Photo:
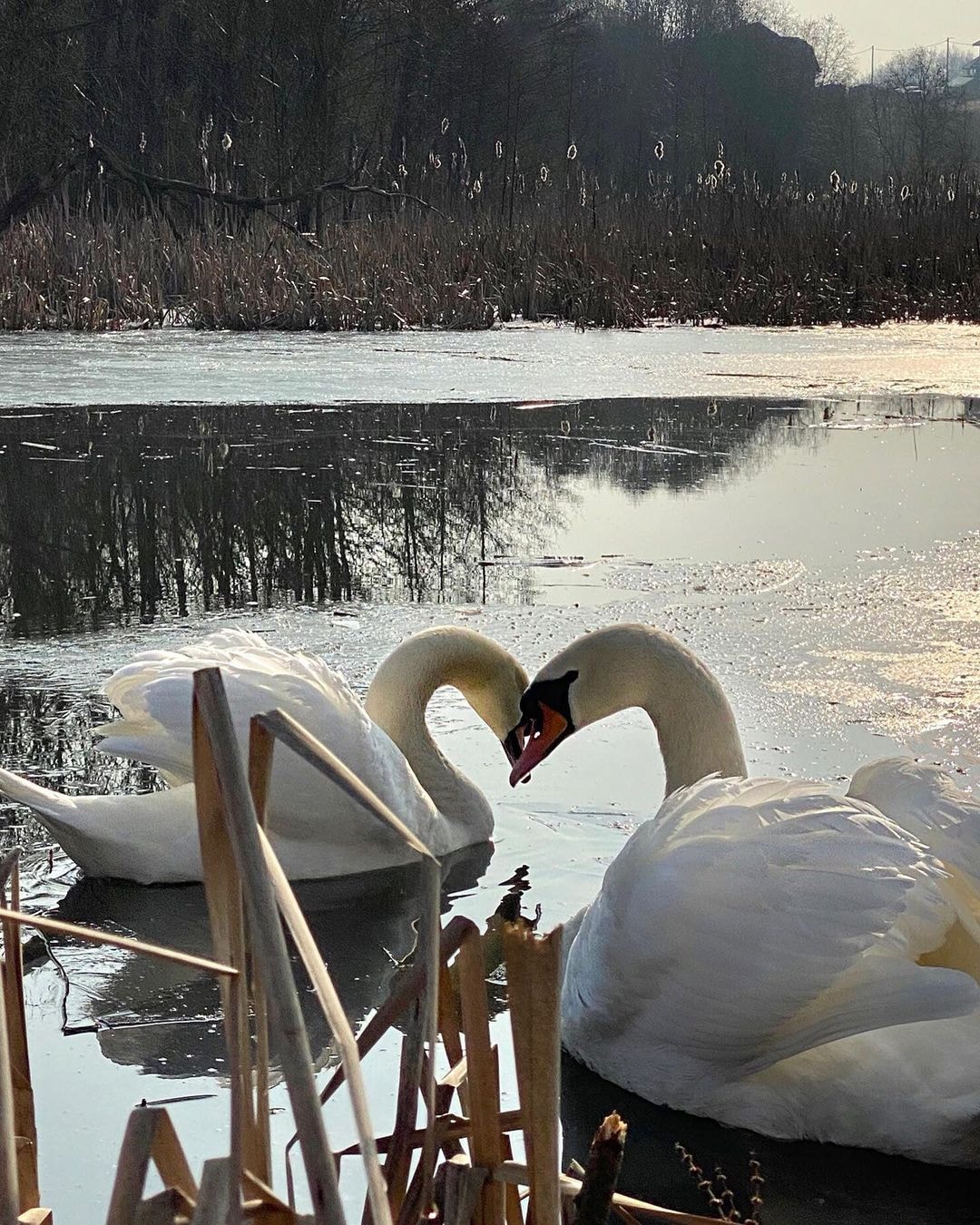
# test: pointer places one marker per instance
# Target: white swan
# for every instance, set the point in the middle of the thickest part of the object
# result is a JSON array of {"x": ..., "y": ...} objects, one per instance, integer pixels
[
  {"x": 316, "y": 829},
  {"x": 769, "y": 953}
]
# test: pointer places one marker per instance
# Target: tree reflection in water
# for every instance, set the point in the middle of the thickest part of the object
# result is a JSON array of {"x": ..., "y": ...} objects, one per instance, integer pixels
[{"x": 109, "y": 514}]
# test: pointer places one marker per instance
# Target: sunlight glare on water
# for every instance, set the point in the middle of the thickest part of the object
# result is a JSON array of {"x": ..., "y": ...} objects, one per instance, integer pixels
[{"x": 823, "y": 560}]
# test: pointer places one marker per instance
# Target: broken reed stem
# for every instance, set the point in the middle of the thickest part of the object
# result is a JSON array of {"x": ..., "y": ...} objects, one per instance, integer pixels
[
  {"x": 602, "y": 1172},
  {"x": 486, "y": 1143},
  {"x": 294, "y": 737},
  {"x": 24, "y": 1122},
  {"x": 533, "y": 970},
  {"x": 9, "y": 1193},
  {"x": 336, "y": 1017},
  {"x": 514, "y": 1172},
  {"x": 226, "y": 916},
  {"x": 270, "y": 945},
  {"x": 261, "y": 748}
]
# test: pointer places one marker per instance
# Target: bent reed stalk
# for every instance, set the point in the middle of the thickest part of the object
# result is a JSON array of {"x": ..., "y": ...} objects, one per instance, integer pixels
[{"x": 583, "y": 251}]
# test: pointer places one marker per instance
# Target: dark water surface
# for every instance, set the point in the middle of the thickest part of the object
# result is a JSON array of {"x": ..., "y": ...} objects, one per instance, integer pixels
[{"x": 823, "y": 557}]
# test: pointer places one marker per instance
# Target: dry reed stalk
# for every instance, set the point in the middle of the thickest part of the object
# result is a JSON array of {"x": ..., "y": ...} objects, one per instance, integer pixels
[
  {"x": 329, "y": 1004},
  {"x": 9, "y": 1192},
  {"x": 602, "y": 1173},
  {"x": 223, "y": 891},
  {"x": 420, "y": 1070},
  {"x": 261, "y": 748},
  {"x": 20, "y": 1063},
  {"x": 216, "y": 738},
  {"x": 485, "y": 1145},
  {"x": 517, "y": 1173},
  {"x": 462, "y": 1190},
  {"x": 451, "y": 1127},
  {"x": 533, "y": 976}
]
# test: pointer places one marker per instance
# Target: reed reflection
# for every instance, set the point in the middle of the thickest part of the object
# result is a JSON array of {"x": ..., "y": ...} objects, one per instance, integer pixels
[
  {"x": 165, "y": 1019},
  {"x": 112, "y": 514}
]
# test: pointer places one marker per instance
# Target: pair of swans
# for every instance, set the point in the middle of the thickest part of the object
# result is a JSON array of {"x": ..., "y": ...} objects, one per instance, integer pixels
[{"x": 763, "y": 952}]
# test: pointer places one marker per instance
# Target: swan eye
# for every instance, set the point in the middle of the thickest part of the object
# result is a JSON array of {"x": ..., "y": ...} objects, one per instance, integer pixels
[{"x": 552, "y": 693}]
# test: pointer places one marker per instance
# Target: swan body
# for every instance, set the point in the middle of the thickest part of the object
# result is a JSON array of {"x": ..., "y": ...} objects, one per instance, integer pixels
[
  {"x": 316, "y": 829},
  {"x": 765, "y": 952}
]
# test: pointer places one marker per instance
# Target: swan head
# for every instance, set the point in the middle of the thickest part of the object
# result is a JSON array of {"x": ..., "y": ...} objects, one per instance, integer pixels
[{"x": 623, "y": 667}]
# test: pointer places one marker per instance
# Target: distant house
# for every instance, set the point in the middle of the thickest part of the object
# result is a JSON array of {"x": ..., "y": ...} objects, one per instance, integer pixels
[{"x": 968, "y": 81}]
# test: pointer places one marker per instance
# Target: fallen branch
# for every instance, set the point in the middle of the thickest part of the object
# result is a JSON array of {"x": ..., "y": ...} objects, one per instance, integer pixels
[{"x": 37, "y": 188}]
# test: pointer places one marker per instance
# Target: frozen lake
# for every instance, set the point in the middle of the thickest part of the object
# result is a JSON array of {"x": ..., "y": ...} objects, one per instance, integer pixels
[
  {"x": 818, "y": 546},
  {"x": 529, "y": 361}
]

§ Action item
Check each line of the listing above for the string "water", then report only how many lines have it.

§ Exercise result
3